→ **WHAT YOU WILL DO**:
a) In the issue, what dtype does the `.astype("U")` method give its result after converting the data to strings?
b) Reproduce the passage of the issue starting at "API: how to" and ending at "give you strings.".
c) Condense the paragraph of the issue beginning "The Python `str` is already an alias" into a single shorter sentence that keeps its main facts.

→ **SELECTION**:
▬▬▬

API: how to treat numpy string dtype (and aliases) as dtype argument in constructors?

There is one remaining TODO item in the string dtype tracker issue for the actual implementation (https://github.com/pandas-dev/pandas/issues/54792):

> Ensure dtype=str/ astype(str) works as an alias when the future mode is enabled (and any other alias which will currently convert the input to strings, like "U"?)

The Python `str` is already an alias for the `"str"` /  `pd.StringDtype(na_value=np.nan)`, but so the remaining question is: what to do with the other aliases that currently "kind of" give you strings.

Summary of the current behaviour when using numpy's fixed-width unicode string dtype (`np.dtype("U")`, and its aliases like `np.str_`, `"U"`, `"unicode"`, `"str_", ...):

- `Series(.., dtype="U")` constructor: converts all data to strings while preserving missing values as-is, but then returns the result as object dtype
  - here, we end up calling `lib.ensure_string_array` with the default of `skipna=True` 
- `DataFrame(.., dtype="U")` constructor seems to be consistent with Series
- `.astype("U")` method: converts all data to strings, _including_ stringifying the missing values, and then returns the result as object dtype
  - here, we end up calling `lib.ensure_string_array` (in `_astype_nansafe`) with `skipna=False`, causing those missing values to be stringified
  - (this is the behaviour we originally also had for `astype(str)`, but that is something we fixed for 3.0; before that was essentially also a alias of the numpy dtype)

▬▬▬

→ **STORED DATA**:
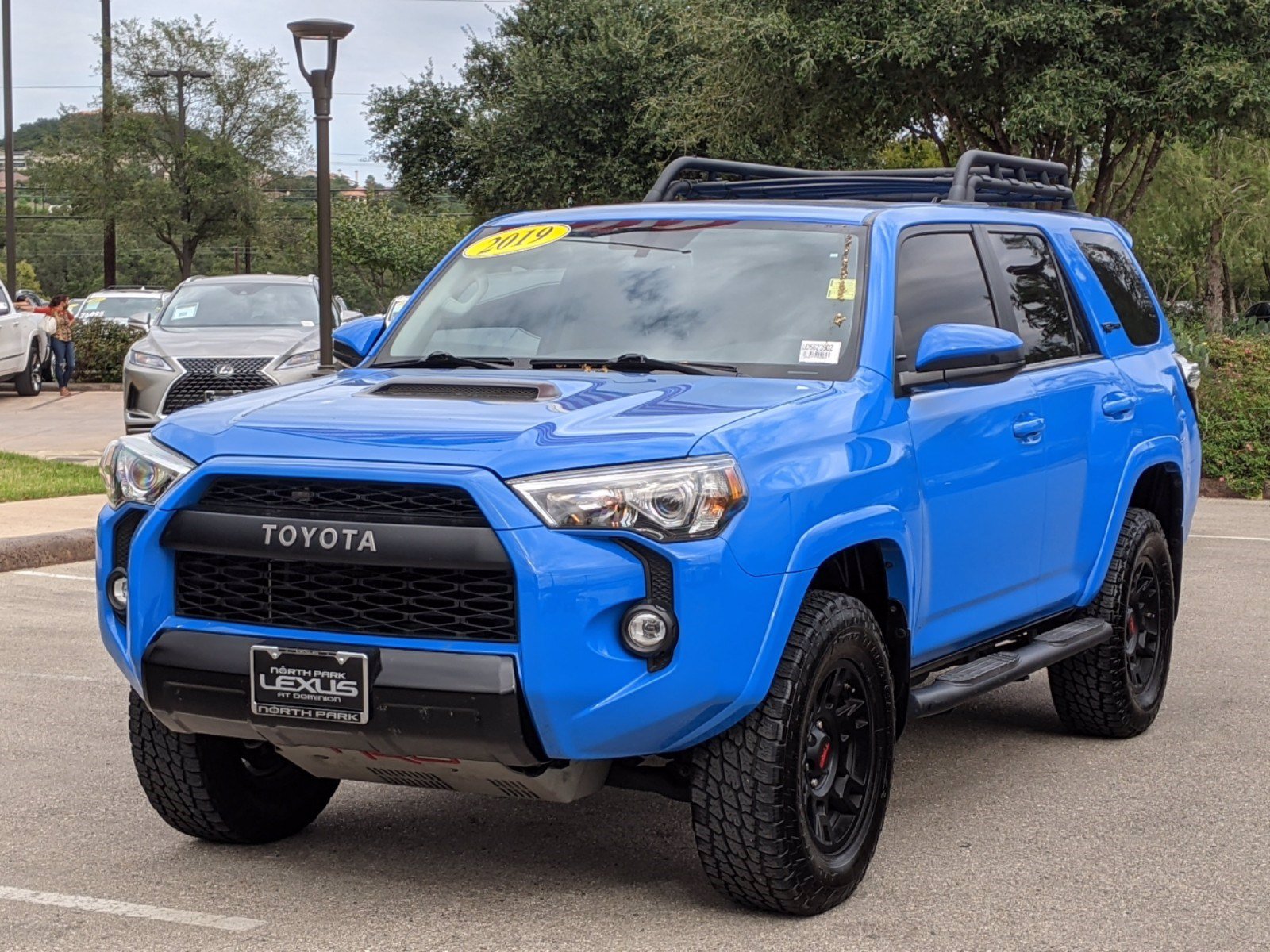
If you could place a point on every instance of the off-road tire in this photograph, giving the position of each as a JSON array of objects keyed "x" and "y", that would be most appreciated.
[
  {"x": 1092, "y": 689},
  {"x": 749, "y": 784},
  {"x": 202, "y": 786},
  {"x": 31, "y": 381}
]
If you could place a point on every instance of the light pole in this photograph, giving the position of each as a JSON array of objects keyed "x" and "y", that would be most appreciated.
[
  {"x": 321, "y": 82},
  {"x": 182, "y": 75},
  {"x": 10, "y": 232}
]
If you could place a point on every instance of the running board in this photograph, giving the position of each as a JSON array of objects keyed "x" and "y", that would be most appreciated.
[{"x": 991, "y": 672}]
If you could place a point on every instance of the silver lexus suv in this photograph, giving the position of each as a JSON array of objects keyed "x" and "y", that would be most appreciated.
[{"x": 220, "y": 336}]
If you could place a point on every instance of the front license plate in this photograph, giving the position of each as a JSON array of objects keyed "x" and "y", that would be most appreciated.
[{"x": 310, "y": 685}]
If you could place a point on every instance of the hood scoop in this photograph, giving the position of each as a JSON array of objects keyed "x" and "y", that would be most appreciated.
[{"x": 493, "y": 391}]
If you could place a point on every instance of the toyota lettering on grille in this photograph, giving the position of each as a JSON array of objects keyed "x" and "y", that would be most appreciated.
[{"x": 287, "y": 536}]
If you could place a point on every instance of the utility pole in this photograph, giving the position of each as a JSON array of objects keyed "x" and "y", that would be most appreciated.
[
  {"x": 107, "y": 154},
  {"x": 181, "y": 74},
  {"x": 329, "y": 33},
  {"x": 10, "y": 230}
]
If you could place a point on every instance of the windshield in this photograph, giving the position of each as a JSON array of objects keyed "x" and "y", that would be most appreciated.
[
  {"x": 248, "y": 305},
  {"x": 772, "y": 298},
  {"x": 117, "y": 308}
]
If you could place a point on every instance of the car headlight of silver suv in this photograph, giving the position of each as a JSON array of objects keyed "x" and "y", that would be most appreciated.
[
  {"x": 671, "y": 501},
  {"x": 140, "y": 470},
  {"x": 152, "y": 362}
]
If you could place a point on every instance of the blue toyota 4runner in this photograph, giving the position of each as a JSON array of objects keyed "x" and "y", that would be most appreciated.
[{"x": 702, "y": 495}]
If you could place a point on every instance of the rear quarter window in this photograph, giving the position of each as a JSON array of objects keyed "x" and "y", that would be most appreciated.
[{"x": 1123, "y": 283}]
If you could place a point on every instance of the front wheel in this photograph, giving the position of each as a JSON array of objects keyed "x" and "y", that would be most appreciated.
[
  {"x": 789, "y": 804},
  {"x": 222, "y": 789},
  {"x": 31, "y": 381},
  {"x": 1114, "y": 689}
]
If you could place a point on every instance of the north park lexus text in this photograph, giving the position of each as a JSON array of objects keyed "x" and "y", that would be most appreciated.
[{"x": 702, "y": 497}]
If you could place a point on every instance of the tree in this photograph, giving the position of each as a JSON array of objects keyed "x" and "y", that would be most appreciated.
[
  {"x": 192, "y": 184},
  {"x": 1100, "y": 86},
  {"x": 552, "y": 109}
]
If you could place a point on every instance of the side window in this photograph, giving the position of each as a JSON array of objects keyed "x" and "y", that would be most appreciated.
[
  {"x": 1037, "y": 296},
  {"x": 939, "y": 279},
  {"x": 1123, "y": 283}
]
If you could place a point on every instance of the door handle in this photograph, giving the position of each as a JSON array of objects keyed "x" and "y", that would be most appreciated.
[
  {"x": 1118, "y": 404},
  {"x": 1029, "y": 428}
]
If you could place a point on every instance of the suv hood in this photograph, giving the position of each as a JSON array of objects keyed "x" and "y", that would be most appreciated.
[
  {"x": 582, "y": 419},
  {"x": 228, "y": 342}
]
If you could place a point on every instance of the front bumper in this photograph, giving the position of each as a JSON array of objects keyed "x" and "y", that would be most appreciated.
[{"x": 583, "y": 696}]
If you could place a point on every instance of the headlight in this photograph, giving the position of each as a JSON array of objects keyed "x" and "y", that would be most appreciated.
[
  {"x": 152, "y": 361},
  {"x": 140, "y": 470},
  {"x": 671, "y": 501},
  {"x": 298, "y": 359}
]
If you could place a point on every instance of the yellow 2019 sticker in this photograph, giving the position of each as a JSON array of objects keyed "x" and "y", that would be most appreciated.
[
  {"x": 842, "y": 290},
  {"x": 516, "y": 240}
]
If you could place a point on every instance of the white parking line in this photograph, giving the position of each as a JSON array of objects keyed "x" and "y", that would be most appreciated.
[
  {"x": 1235, "y": 539},
  {"x": 54, "y": 575},
  {"x": 88, "y": 904}
]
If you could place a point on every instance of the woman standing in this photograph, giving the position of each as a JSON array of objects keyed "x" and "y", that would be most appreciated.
[{"x": 63, "y": 340}]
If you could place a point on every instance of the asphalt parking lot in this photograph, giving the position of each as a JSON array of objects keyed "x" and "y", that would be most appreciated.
[{"x": 1003, "y": 833}]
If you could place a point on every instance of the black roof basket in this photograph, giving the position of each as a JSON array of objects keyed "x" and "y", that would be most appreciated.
[{"x": 979, "y": 177}]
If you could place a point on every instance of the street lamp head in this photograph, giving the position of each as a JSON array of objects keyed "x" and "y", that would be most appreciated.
[
  {"x": 329, "y": 31},
  {"x": 321, "y": 29}
]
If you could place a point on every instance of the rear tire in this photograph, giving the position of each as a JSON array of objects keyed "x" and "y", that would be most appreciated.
[
  {"x": 222, "y": 790},
  {"x": 789, "y": 804},
  {"x": 1114, "y": 689},
  {"x": 31, "y": 381}
]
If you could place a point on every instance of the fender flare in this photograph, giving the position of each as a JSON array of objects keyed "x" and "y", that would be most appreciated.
[
  {"x": 818, "y": 543},
  {"x": 1142, "y": 457}
]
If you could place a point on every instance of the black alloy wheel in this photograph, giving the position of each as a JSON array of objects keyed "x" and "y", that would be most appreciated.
[
  {"x": 1142, "y": 628},
  {"x": 838, "y": 759}
]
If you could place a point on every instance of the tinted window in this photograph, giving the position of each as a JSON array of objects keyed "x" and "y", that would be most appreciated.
[
  {"x": 1123, "y": 283},
  {"x": 939, "y": 281},
  {"x": 1037, "y": 296}
]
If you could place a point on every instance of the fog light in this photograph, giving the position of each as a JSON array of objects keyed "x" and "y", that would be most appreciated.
[
  {"x": 117, "y": 590},
  {"x": 648, "y": 631}
]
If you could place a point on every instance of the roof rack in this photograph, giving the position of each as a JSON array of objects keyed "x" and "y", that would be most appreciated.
[{"x": 979, "y": 177}]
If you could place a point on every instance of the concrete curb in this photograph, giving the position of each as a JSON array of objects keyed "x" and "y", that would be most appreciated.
[{"x": 48, "y": 549}]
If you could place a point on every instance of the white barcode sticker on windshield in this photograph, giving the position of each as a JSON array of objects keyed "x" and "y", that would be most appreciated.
[{"x": 819, "y": 352}]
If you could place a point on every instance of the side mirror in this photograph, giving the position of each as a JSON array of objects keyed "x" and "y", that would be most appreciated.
[
  {"x": 965, "y": 353},
  {"x": 355, "y": 340}
]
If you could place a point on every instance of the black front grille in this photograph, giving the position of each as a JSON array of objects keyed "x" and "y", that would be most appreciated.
[
  {"x": 361, "y": 600},
  {"x": 343, "y": 499},
  {"x": 201, "y": 381}
]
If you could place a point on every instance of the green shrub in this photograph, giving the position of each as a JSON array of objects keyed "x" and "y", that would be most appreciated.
[
  {"x": 1235, "y": 413},
  {"x": 99, "y": 351}
]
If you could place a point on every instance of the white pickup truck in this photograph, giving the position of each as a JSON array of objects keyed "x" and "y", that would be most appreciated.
[{"x": 23, "y": 347}]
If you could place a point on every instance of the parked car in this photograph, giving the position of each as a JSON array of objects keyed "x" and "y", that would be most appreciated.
[
  {"x": 25, "y": 349},
  {"x": 705, "y": 495},
  {"x": 216, "y": 338},
  {"x": 121, "y": 302}
]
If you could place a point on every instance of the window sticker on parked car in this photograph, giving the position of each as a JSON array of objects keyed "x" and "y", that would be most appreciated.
[
  {"x": 516, "y": 240},
  {"x": 819, "y": 352},
  {"x": 842, "y": 290}
]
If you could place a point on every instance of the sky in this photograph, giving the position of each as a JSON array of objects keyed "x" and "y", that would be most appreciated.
[{"x": 55, "y": 57}]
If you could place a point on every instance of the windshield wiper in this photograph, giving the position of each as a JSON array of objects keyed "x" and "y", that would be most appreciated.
[
  {"x": 441, "y": 359},
  {"x": 641, "y": 362}
]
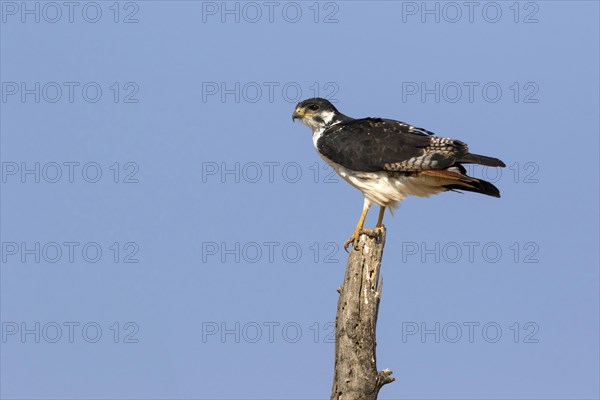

▬▬▬

→ **RESULTS FOR EACH TASK**:
a) Object dtype.

b)
API: how to treat numpy string dtype (and aliases) as dtype argument in constructors?

There is one remaining TODO item in the string dtype tracker issue for the actual implementation (https://github.com/pandas-dev/pandas/issues/54792):

> Ensure dtype=str/ astype(str) works as an alias when the future mode is enabled (and any other alias which will currently convert the input to strings, like "U"?)

The Python `str` is already an alias for the `"str"` /  `pd.StringDtype(na_value=np.nan)`, but so the remaining question is: what to do with the other aliases that currently "kind of" give you strings.

c) Python's `str` already aliases `"str"` / `pd.StringDtype(na_value=np.nan)`, so the open question is how to handle the other aliases that currently only "kind of" produce strings.